Directive:
Please state how many lines of the listing contain the string "fender", treating uppercase and lowercase as different, and give only the number.
** Start **
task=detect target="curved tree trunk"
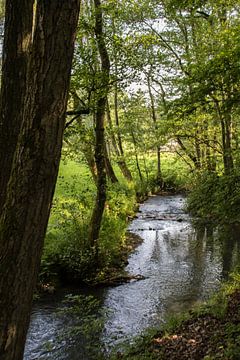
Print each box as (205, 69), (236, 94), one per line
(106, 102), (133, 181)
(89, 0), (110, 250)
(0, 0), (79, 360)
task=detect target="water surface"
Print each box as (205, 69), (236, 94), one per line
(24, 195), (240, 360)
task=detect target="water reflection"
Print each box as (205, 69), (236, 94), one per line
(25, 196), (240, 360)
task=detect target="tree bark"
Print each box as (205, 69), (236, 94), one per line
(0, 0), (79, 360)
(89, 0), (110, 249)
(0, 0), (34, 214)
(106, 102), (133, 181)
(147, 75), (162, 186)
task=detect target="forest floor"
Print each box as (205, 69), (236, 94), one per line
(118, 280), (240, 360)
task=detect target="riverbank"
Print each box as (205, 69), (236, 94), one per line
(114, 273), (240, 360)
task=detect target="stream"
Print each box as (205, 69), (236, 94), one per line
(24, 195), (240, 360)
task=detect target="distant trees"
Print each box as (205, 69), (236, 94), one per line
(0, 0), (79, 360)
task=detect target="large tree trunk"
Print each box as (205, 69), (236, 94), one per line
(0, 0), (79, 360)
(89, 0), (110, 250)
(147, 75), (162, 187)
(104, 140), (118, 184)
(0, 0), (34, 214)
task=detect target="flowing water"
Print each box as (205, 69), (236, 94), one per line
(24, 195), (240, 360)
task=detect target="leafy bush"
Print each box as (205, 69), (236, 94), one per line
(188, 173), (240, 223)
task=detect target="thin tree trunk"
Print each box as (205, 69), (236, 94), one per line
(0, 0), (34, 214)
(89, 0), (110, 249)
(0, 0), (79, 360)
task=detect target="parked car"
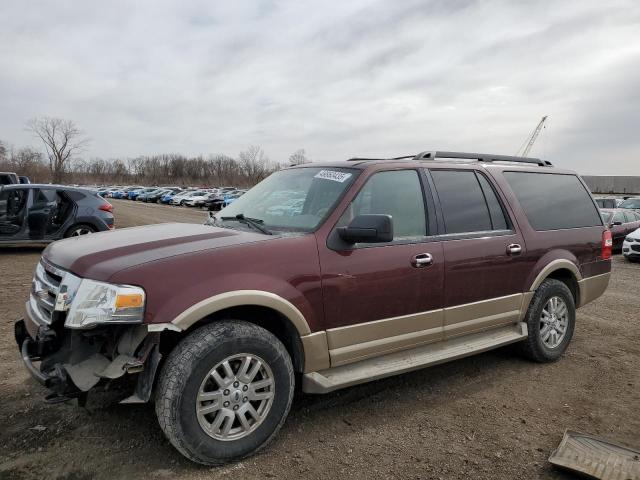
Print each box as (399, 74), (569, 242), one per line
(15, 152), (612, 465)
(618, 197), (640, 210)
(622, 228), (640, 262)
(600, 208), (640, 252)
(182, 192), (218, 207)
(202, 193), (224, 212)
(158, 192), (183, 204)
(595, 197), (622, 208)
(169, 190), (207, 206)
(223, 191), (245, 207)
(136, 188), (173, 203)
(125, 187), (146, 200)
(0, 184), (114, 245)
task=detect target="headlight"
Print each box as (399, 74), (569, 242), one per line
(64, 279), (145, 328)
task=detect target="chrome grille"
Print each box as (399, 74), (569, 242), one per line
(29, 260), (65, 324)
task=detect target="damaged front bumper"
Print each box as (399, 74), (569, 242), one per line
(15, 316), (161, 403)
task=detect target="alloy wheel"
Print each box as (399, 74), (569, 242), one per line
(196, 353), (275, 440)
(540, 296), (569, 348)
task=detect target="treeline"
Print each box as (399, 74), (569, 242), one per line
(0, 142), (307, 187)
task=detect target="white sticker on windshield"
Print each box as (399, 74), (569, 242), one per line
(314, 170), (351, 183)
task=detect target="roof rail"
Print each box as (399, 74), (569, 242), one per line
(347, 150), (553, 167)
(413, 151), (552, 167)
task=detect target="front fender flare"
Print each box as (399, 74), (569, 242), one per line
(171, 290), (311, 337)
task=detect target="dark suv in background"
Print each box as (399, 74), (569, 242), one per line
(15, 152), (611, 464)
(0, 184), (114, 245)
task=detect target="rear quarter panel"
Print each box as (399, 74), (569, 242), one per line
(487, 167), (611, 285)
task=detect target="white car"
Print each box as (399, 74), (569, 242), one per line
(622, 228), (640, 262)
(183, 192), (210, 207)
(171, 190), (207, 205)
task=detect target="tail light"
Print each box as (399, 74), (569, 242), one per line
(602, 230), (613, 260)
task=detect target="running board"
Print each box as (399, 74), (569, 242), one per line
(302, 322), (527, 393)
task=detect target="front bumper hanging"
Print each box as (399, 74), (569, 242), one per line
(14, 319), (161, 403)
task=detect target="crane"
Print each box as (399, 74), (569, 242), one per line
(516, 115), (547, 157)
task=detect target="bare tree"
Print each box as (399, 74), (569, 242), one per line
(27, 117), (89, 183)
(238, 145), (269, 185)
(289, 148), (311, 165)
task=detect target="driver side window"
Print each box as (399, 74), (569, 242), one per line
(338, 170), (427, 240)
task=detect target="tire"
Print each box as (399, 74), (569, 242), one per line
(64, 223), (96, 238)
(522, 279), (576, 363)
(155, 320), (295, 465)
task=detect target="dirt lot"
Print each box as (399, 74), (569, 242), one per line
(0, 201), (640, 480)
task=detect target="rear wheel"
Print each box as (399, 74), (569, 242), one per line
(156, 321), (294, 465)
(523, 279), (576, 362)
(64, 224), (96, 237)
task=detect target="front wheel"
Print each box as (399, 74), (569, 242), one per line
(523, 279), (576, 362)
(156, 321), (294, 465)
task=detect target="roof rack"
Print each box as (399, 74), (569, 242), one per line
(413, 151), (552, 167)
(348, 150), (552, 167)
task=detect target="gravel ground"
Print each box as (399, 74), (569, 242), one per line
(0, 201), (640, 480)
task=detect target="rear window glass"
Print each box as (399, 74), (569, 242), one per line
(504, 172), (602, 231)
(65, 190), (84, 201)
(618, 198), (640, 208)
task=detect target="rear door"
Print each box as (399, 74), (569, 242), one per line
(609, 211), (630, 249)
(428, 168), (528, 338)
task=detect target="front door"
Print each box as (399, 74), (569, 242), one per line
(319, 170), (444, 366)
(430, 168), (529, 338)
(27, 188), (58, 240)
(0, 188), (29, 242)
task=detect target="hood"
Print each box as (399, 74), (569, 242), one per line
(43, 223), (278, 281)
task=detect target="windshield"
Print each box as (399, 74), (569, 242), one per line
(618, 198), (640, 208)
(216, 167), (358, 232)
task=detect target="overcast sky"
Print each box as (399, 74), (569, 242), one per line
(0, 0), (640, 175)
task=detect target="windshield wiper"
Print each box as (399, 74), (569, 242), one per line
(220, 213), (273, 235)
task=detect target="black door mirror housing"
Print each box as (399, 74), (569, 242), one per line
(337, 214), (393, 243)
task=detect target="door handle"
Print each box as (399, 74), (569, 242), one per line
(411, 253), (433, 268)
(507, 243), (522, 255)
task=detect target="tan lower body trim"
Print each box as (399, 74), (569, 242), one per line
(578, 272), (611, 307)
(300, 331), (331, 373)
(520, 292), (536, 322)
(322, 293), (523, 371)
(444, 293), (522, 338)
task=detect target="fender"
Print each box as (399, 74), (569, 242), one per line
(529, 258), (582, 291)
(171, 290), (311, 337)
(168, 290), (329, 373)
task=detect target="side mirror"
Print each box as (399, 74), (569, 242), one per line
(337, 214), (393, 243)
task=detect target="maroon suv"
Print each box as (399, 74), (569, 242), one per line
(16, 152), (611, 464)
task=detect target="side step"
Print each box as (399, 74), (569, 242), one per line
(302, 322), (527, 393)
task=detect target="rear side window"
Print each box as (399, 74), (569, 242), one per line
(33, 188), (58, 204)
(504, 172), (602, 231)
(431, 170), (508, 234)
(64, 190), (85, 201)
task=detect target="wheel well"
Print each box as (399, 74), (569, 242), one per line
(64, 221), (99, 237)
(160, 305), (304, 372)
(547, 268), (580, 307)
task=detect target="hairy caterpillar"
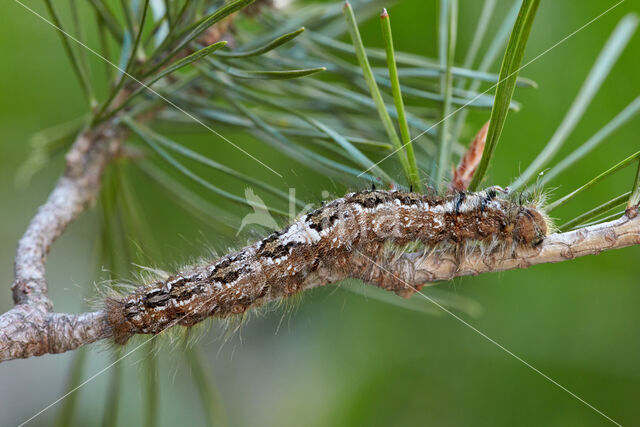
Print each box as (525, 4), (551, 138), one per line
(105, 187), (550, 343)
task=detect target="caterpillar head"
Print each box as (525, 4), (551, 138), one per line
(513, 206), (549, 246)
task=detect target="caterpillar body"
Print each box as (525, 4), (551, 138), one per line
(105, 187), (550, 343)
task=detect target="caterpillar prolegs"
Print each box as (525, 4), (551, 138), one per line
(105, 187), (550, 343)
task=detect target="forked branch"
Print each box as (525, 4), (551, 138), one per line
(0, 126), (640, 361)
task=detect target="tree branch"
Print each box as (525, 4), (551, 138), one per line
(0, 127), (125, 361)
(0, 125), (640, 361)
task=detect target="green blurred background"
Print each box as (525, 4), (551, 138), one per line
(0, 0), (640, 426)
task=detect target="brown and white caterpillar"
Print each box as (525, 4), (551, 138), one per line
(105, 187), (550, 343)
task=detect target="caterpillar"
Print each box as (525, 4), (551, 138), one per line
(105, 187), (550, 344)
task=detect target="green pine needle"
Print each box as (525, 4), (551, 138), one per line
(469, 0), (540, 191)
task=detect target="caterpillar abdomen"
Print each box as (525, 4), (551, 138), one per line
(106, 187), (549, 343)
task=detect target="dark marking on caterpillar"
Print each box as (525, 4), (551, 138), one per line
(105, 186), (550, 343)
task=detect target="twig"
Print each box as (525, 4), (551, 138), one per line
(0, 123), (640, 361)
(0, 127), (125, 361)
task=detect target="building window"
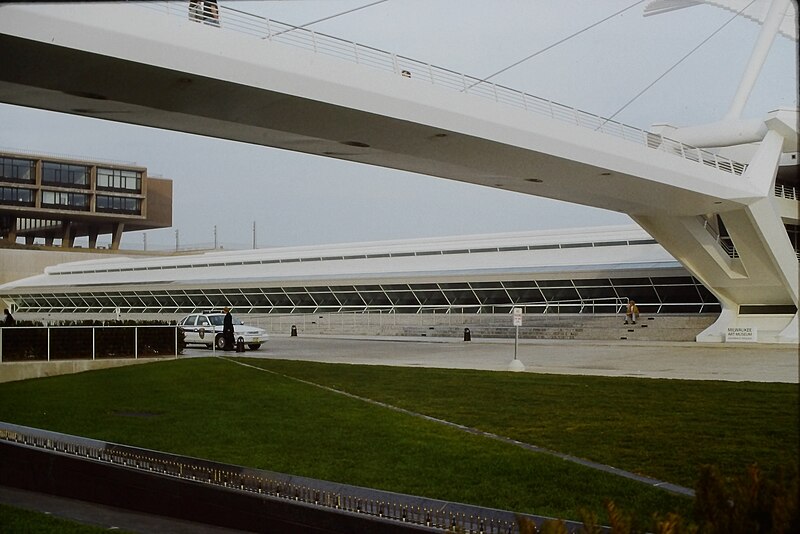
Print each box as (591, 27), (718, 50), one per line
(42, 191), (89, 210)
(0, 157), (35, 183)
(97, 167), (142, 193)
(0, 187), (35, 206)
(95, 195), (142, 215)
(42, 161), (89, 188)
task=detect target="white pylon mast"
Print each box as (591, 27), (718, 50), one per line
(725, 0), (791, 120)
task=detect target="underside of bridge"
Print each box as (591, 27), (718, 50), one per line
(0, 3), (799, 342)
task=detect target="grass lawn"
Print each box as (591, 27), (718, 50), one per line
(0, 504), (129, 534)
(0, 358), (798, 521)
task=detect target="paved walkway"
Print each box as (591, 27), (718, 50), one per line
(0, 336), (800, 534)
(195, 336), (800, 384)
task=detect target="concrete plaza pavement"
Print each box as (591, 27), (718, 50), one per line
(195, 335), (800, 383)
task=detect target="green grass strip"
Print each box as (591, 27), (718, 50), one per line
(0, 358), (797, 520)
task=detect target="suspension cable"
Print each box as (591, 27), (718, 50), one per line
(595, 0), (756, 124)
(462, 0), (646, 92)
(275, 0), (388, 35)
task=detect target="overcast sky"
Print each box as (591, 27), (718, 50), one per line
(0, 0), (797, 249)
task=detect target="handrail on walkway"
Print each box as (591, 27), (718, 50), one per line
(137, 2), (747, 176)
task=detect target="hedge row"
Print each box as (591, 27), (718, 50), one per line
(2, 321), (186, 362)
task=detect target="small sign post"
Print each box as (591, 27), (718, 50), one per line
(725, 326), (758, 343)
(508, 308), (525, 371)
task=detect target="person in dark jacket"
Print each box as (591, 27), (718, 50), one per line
** End **
Correct output:
2